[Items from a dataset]
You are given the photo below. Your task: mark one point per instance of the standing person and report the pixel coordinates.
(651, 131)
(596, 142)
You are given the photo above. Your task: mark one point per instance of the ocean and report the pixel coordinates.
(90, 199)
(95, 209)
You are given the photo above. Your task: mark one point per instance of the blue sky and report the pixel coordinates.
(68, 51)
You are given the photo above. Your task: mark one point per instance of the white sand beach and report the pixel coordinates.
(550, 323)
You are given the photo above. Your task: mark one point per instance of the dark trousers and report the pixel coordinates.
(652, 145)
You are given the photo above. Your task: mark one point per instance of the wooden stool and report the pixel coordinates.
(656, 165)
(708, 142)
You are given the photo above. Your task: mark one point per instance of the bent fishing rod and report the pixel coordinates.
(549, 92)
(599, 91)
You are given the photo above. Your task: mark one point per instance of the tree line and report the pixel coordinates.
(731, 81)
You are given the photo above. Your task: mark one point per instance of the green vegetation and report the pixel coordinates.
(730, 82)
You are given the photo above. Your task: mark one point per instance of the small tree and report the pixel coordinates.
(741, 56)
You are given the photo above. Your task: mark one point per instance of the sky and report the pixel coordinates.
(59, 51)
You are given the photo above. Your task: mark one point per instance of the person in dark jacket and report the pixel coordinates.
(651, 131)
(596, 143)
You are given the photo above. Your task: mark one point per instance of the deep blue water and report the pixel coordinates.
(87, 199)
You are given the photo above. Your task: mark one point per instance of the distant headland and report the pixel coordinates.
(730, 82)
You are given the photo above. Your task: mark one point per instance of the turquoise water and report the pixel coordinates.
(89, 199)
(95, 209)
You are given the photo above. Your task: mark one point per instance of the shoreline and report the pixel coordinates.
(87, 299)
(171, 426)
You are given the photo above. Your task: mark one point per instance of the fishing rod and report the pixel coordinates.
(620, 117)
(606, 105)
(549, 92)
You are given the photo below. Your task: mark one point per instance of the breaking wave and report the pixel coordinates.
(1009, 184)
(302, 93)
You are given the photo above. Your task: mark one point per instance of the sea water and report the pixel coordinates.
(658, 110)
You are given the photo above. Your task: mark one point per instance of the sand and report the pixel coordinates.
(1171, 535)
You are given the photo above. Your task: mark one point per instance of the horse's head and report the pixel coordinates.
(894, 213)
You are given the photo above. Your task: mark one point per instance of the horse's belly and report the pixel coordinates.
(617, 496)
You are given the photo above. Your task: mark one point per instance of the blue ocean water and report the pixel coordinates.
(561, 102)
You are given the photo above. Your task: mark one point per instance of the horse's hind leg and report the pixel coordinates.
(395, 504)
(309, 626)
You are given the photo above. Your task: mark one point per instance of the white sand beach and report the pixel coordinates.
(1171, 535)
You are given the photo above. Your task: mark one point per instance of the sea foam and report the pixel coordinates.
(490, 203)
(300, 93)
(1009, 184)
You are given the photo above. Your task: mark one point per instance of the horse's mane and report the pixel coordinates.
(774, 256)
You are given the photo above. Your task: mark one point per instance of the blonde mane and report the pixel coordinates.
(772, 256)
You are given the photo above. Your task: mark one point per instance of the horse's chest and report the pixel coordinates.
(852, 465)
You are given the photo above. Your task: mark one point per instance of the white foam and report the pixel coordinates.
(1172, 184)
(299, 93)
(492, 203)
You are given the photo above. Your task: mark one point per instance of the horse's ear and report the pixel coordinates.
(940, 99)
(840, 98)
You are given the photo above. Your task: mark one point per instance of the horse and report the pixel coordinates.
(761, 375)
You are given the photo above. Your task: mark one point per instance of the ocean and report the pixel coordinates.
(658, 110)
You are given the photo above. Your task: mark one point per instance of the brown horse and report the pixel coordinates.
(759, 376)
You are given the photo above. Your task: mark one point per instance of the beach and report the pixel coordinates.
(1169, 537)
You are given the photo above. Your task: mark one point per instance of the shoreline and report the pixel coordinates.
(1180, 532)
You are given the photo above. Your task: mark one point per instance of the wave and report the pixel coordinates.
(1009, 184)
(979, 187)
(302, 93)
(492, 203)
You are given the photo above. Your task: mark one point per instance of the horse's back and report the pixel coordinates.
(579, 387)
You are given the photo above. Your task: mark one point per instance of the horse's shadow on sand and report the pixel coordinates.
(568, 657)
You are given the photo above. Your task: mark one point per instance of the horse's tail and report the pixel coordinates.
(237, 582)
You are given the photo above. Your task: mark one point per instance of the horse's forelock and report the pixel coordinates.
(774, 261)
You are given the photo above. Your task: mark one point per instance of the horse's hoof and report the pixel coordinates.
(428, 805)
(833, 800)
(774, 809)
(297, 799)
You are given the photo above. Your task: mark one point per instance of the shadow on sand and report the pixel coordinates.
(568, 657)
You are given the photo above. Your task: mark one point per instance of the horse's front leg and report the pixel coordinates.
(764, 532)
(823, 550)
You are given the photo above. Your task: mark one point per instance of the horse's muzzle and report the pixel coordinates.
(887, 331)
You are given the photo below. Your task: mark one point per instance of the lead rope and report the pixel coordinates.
--
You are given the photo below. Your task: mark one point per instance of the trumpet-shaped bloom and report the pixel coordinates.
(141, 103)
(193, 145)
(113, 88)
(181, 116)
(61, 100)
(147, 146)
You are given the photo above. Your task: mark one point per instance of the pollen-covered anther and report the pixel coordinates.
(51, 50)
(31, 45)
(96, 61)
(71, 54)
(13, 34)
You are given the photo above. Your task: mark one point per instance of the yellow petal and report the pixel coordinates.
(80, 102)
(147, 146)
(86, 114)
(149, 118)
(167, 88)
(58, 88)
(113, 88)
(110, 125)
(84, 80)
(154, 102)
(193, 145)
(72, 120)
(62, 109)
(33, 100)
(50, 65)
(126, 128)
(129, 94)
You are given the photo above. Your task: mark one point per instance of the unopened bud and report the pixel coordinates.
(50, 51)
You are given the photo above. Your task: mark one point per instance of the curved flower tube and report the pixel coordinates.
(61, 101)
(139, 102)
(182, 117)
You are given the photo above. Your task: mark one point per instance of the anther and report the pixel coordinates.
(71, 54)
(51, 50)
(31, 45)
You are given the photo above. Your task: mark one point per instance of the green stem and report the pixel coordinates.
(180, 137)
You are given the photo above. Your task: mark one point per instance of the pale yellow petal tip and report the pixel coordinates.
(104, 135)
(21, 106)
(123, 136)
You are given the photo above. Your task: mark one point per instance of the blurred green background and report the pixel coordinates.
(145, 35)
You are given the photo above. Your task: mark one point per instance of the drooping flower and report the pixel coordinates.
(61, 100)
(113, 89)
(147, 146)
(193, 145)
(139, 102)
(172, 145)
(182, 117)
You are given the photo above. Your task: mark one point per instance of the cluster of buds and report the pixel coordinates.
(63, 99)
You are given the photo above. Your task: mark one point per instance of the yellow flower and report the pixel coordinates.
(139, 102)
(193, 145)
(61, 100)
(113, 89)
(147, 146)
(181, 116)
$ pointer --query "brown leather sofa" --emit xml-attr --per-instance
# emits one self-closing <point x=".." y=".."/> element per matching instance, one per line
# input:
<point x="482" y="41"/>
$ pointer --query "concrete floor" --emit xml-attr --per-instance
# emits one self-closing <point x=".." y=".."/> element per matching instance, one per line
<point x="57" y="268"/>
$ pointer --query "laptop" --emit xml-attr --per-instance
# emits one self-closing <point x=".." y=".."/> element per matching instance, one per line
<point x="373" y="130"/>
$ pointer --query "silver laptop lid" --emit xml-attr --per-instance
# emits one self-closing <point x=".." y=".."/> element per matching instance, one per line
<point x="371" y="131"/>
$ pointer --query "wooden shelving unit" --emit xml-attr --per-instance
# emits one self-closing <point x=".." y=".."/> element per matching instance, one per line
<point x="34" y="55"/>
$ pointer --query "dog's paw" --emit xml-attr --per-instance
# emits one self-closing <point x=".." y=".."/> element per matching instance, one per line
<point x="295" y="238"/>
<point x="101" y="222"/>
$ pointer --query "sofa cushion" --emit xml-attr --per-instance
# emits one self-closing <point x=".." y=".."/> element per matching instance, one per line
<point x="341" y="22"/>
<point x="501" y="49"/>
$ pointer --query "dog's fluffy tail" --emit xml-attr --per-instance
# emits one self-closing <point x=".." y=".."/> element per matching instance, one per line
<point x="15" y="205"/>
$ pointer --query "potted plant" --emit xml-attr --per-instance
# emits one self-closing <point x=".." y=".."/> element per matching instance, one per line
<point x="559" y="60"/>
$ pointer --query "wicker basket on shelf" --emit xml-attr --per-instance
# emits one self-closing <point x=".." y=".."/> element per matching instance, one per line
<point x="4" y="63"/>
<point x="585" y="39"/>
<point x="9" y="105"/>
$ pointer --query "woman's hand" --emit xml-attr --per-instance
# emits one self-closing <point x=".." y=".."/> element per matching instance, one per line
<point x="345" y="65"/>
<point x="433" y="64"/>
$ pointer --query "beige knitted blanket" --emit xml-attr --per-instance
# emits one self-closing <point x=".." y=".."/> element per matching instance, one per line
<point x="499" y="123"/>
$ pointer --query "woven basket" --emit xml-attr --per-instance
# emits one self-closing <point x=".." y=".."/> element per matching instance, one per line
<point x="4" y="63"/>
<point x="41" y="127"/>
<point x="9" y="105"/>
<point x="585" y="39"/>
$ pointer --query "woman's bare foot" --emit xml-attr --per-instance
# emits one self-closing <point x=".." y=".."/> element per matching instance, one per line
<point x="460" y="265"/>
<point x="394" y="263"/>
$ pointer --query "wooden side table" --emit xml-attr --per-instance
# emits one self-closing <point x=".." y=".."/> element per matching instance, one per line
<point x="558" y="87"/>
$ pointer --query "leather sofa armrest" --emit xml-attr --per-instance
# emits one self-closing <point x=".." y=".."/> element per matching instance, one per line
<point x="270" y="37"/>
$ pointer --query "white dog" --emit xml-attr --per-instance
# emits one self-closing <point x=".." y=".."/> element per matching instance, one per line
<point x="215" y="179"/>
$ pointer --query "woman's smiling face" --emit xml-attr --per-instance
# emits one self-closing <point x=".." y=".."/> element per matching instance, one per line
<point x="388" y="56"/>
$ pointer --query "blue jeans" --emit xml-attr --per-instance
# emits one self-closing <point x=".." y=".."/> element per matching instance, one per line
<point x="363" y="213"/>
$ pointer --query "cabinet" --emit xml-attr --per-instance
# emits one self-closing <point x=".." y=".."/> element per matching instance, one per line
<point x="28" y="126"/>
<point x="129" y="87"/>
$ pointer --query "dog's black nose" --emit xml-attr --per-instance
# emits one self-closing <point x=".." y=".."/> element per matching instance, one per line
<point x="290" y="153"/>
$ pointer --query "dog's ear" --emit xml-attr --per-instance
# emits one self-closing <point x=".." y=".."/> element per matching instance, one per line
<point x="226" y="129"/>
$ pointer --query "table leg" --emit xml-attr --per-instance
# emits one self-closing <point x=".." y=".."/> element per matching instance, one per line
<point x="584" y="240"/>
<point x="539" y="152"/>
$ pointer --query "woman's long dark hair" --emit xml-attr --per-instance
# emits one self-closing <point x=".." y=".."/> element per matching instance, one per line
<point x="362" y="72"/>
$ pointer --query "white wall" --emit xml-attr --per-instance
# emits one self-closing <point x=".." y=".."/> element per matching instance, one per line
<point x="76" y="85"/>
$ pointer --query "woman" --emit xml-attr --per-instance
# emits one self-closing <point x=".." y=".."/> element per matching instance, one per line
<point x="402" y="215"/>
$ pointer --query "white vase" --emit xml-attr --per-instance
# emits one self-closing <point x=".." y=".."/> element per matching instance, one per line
==
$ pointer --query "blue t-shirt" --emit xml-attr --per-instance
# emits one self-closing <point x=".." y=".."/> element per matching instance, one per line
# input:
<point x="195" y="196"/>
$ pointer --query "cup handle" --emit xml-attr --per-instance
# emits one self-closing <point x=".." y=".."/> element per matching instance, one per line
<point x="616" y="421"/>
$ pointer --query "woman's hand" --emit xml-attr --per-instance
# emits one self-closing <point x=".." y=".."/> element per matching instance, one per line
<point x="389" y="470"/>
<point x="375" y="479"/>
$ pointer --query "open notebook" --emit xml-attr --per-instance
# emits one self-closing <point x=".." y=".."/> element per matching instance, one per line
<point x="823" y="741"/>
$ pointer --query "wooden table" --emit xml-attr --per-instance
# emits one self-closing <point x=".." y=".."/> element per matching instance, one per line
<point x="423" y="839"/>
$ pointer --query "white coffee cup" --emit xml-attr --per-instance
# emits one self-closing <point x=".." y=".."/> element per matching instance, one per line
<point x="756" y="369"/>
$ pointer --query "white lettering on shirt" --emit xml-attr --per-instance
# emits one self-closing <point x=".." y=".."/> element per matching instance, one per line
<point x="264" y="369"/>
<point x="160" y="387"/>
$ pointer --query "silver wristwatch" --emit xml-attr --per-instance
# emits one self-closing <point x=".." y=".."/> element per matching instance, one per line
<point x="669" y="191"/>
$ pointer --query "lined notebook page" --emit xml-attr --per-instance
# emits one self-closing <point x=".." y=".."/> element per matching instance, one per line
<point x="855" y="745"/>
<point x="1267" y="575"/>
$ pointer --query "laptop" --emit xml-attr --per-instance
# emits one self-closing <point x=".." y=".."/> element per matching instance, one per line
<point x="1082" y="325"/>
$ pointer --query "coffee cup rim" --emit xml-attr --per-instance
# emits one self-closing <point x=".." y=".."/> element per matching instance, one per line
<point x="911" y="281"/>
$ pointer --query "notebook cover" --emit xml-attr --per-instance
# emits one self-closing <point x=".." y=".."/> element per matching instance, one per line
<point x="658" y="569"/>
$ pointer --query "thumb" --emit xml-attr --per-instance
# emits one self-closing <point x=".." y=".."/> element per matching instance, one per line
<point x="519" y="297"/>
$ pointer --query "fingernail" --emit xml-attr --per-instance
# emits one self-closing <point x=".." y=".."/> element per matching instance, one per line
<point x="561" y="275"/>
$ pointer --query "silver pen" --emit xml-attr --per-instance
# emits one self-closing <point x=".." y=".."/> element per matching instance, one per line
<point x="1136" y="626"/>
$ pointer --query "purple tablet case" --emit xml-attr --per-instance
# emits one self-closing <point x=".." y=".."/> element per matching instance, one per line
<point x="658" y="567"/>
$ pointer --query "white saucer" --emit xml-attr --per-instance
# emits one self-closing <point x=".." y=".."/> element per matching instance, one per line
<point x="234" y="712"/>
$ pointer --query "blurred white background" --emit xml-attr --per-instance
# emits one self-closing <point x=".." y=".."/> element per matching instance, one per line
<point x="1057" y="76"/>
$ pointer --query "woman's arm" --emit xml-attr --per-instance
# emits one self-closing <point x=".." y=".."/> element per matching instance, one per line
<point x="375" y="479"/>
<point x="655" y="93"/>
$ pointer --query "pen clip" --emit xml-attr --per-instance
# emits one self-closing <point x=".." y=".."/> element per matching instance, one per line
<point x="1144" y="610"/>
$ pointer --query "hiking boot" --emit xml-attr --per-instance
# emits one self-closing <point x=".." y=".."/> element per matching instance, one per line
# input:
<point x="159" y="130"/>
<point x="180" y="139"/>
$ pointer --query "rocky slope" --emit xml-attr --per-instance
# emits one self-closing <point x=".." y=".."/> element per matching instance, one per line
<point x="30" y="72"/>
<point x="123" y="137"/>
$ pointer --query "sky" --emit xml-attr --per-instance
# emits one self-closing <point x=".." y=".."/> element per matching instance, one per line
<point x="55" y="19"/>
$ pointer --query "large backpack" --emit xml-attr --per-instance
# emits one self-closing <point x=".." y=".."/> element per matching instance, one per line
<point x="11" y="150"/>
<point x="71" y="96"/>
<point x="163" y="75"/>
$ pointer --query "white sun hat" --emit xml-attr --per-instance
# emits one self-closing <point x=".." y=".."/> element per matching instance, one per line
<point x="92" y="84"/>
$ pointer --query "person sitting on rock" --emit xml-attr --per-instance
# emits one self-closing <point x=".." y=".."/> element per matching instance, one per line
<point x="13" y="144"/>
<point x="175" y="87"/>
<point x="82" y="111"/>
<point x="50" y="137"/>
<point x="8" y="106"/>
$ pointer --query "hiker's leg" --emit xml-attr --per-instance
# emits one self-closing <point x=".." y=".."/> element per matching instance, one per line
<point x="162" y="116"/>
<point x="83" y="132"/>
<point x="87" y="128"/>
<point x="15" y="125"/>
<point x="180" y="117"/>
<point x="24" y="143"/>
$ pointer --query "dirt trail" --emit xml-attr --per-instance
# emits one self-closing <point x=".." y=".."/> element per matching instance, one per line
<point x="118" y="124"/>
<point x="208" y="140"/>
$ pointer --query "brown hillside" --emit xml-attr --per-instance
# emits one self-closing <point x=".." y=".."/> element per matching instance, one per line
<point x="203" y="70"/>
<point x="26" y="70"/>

▸ EXERCISE OBJECTIVE
Extract the lines from the one containing "white foam and report the pixel coordinates." through the one containing "(1169, 537)", inclusive, and repeat them verbatim.

▸ ANSWER TO THE PROBLEM
You are given the photo above. Your task: mark one point per instance of the white foam and report the pixel coordinates.
(1172, 184)
(299, 93)
(492, 203)
You are given the photo above. Your task: mark one point per instance of the horse's ear and report the pixel coordinates.
(940, 99)
(840, 98)
You are given the photo above. Your task: mark one point per instance of the horse and report the pixel coordinates.
(761, 375)
You are given the photo above. Your task: mark one point per instance of the ocean and report the pixel coordinates.
(658, 110)
You are given the photo above. Your task: mark one point per instance of the brown horse and report the pixel coordinates.
(759, 376)
You are given the photo above. Your task: mark one point per instance of the beach and report the pixel coordinates.
(1169, 537)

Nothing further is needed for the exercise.